**ASSIGNED TASK:** How many lines below contain the string "ceiling"? Reply with the figure and no further words.

[Data entries]
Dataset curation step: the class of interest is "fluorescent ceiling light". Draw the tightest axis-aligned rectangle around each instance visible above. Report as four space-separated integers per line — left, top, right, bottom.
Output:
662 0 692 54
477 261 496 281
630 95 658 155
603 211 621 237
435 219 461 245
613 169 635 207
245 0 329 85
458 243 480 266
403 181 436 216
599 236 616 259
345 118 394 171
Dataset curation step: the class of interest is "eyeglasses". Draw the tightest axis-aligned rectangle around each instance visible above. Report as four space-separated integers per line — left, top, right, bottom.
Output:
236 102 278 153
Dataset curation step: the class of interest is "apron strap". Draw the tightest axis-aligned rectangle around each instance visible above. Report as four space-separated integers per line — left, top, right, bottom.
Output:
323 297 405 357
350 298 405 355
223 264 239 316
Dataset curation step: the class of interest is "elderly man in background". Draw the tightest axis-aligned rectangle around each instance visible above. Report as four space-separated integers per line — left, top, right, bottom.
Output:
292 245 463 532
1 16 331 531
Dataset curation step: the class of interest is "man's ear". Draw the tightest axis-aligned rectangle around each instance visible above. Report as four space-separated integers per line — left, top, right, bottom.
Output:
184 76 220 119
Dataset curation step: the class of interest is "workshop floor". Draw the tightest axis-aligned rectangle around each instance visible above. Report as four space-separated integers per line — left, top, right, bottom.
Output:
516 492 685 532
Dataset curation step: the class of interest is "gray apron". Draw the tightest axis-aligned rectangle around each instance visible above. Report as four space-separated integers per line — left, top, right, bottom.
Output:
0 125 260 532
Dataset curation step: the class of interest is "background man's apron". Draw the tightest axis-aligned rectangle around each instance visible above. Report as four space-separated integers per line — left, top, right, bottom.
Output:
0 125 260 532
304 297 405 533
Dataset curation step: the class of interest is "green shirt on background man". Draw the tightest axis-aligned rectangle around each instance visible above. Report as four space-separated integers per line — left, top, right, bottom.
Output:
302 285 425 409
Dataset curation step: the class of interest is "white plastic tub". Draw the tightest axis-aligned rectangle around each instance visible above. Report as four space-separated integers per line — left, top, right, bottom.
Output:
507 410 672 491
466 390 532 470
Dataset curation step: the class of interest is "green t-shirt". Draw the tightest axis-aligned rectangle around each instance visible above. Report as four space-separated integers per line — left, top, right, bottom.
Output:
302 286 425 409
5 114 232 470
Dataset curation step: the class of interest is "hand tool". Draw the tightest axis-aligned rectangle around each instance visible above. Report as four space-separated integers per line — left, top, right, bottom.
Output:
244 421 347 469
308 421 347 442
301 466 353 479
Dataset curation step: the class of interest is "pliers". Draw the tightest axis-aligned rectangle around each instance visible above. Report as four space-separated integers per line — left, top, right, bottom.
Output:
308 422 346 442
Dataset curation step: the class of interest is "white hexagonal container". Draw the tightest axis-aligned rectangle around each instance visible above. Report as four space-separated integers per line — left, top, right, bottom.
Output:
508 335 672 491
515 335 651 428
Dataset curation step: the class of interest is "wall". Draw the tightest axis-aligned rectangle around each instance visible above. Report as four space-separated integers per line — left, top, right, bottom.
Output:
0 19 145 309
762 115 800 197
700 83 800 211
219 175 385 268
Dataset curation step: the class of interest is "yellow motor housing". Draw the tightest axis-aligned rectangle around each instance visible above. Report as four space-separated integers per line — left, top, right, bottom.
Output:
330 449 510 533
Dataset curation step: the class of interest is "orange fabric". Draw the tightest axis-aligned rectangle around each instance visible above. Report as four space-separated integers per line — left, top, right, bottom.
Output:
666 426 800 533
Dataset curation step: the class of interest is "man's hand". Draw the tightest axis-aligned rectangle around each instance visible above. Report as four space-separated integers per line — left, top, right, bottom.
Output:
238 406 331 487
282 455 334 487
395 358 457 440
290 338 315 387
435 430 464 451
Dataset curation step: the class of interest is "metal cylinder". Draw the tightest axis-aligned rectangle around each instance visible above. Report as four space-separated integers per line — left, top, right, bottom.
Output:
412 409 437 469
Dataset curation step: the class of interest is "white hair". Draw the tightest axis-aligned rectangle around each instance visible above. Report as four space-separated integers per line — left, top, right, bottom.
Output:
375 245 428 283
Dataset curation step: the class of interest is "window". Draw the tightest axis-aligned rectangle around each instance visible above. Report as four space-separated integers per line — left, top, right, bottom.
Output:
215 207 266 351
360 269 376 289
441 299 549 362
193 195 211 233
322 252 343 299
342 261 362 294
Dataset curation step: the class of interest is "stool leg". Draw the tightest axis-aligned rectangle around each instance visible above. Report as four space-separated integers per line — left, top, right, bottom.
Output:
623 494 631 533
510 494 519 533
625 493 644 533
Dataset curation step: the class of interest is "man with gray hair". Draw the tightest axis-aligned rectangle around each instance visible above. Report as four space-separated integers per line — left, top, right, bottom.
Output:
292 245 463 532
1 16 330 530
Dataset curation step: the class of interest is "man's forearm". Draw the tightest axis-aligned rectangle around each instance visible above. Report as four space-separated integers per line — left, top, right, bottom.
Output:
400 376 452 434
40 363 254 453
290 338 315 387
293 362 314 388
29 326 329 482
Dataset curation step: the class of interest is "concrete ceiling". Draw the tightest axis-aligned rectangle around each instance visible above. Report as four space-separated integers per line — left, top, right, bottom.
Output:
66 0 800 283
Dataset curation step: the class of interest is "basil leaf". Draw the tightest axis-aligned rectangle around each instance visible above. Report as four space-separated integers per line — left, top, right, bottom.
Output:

**ANSWER TO THIS TASK:** 2